Repeat word for word every line of the data below, from the first through the line containing "formatted like [260,46].", and stop there.

=-=-=

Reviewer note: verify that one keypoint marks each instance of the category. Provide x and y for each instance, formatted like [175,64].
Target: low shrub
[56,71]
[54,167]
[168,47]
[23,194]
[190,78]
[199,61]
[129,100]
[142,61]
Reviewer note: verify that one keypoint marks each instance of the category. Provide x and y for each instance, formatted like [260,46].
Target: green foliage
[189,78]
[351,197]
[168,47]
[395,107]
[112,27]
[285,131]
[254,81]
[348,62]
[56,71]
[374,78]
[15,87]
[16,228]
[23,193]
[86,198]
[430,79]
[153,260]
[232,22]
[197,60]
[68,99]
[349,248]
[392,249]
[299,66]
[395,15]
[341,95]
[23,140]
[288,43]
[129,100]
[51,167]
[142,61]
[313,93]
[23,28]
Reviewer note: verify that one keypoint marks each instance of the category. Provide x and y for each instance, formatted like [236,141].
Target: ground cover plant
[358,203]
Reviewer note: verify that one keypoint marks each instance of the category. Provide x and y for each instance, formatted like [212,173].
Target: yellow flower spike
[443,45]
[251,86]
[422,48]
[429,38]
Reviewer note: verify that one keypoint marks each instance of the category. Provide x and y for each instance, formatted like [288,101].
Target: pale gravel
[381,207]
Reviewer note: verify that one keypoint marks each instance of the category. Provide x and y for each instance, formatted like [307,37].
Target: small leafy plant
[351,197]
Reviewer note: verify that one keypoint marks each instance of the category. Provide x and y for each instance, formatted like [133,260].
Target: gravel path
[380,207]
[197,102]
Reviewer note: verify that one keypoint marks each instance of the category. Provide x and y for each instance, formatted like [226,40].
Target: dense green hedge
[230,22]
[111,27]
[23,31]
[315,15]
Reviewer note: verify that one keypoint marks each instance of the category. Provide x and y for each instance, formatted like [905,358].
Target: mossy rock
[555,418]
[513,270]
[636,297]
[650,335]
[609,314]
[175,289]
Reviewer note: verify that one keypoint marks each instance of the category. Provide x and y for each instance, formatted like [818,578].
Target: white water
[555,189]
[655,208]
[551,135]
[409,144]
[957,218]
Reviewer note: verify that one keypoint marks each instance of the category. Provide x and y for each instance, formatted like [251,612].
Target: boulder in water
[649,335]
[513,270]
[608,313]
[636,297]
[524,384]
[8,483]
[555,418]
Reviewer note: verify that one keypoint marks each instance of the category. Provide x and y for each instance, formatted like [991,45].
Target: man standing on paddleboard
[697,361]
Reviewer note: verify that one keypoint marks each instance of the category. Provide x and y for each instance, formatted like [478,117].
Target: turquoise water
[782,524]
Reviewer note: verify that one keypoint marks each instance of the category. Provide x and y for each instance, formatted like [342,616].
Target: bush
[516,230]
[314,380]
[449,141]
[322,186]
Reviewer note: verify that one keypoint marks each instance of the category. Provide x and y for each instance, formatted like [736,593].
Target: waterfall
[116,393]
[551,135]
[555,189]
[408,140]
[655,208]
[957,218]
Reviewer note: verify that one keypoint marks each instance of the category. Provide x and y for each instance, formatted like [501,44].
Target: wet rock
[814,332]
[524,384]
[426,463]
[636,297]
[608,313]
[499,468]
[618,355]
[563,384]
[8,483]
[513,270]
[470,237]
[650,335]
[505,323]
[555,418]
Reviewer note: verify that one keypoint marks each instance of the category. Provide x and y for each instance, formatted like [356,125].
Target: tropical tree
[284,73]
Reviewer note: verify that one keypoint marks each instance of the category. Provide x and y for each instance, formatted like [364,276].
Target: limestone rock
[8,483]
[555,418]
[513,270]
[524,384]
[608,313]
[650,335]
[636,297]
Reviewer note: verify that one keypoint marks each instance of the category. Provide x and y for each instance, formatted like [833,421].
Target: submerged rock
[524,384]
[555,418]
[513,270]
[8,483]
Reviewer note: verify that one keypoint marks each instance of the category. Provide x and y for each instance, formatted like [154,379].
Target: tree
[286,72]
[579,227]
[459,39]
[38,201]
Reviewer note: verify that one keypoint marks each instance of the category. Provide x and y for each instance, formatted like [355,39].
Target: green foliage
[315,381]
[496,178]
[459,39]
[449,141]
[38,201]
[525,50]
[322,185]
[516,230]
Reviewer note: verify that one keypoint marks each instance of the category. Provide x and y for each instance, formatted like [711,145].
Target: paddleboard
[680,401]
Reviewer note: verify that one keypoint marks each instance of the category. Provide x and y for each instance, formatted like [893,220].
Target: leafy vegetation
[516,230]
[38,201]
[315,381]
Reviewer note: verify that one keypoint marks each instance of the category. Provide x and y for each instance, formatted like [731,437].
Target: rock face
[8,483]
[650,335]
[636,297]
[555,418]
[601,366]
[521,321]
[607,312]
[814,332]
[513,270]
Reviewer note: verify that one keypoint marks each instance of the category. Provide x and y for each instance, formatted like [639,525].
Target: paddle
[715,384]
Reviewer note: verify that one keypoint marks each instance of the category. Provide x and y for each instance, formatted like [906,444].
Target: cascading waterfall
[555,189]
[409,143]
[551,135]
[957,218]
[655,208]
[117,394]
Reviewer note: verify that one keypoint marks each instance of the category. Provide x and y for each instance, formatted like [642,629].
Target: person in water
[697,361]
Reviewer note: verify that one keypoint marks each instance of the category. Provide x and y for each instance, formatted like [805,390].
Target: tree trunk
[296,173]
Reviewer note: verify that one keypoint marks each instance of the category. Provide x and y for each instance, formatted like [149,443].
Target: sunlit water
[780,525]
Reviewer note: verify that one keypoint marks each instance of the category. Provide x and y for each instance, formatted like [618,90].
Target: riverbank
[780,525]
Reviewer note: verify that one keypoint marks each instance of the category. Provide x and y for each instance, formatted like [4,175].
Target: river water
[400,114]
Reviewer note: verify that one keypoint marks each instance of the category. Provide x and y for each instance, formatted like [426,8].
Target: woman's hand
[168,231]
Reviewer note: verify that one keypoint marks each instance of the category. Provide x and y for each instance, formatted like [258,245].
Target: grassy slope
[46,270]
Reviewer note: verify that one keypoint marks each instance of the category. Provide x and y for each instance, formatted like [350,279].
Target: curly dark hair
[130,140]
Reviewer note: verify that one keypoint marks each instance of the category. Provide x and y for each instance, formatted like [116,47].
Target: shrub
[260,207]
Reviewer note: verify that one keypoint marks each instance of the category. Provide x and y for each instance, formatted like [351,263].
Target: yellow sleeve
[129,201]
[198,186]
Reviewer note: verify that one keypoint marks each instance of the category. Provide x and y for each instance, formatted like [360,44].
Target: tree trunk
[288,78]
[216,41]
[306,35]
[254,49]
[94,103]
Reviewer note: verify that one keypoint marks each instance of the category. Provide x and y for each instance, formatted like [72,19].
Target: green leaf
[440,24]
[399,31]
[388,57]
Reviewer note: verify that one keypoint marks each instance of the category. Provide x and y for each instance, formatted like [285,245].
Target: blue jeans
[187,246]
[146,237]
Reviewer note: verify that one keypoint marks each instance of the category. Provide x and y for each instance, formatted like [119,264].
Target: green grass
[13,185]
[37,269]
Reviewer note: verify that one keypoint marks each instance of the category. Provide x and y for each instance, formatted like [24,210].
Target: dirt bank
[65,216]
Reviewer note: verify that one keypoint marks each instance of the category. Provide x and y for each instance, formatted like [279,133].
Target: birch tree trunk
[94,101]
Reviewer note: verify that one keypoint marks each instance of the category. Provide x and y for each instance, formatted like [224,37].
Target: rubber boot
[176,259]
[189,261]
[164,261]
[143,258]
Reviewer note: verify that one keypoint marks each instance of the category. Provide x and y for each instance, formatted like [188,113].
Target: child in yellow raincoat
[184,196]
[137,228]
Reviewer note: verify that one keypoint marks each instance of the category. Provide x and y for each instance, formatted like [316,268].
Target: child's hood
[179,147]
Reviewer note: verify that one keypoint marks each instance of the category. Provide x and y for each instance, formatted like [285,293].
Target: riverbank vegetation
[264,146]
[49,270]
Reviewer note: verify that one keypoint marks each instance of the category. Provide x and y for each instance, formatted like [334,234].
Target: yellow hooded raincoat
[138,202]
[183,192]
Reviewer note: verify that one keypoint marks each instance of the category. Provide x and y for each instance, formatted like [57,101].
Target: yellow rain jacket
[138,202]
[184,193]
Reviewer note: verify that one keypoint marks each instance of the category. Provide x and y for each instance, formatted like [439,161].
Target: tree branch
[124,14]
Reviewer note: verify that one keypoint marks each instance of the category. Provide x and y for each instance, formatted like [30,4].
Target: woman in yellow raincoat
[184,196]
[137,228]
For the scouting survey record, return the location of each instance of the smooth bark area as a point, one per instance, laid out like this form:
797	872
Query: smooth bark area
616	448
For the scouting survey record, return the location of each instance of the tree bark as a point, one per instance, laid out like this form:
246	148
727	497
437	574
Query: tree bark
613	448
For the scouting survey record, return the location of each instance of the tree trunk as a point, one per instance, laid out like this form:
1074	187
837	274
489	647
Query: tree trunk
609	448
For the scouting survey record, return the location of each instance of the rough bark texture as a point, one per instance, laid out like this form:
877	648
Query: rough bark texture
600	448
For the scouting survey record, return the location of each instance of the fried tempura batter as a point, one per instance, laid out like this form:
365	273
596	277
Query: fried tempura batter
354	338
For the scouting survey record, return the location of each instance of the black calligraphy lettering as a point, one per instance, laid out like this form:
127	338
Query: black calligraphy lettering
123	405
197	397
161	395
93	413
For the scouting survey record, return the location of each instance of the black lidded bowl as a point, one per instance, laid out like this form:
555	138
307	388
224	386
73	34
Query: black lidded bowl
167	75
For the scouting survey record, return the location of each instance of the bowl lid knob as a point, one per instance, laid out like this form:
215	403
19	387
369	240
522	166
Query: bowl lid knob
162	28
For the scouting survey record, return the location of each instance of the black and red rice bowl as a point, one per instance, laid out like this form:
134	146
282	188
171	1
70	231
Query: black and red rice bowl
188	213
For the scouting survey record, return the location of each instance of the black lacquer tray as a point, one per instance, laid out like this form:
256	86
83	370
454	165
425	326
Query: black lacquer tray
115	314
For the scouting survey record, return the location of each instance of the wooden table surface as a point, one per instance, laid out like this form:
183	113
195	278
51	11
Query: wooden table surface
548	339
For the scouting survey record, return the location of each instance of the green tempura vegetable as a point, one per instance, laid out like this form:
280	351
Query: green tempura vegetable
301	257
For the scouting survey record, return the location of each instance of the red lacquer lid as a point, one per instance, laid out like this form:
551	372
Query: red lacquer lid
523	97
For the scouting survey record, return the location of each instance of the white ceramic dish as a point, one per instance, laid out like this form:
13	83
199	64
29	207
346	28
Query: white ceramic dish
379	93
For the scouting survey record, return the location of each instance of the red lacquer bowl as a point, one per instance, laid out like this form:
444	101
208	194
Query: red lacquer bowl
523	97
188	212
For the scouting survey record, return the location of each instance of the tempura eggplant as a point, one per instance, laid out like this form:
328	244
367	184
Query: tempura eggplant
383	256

=-=-=

(WRITTEN SOLUTION)
Reviewer note: verify that one keypoint marks each instance of the category. Provide x and y for each instance, formatted like [175,64].
Target: low shrub
[56,71]
[54,167]
[168,47]
[23,194]
[190,78]
[199,61]
[129,100]
[142,61]
Reviewer note: verify that one keypoint marks each instance of the category. Provide x and y for each instance, formatted like [260,46].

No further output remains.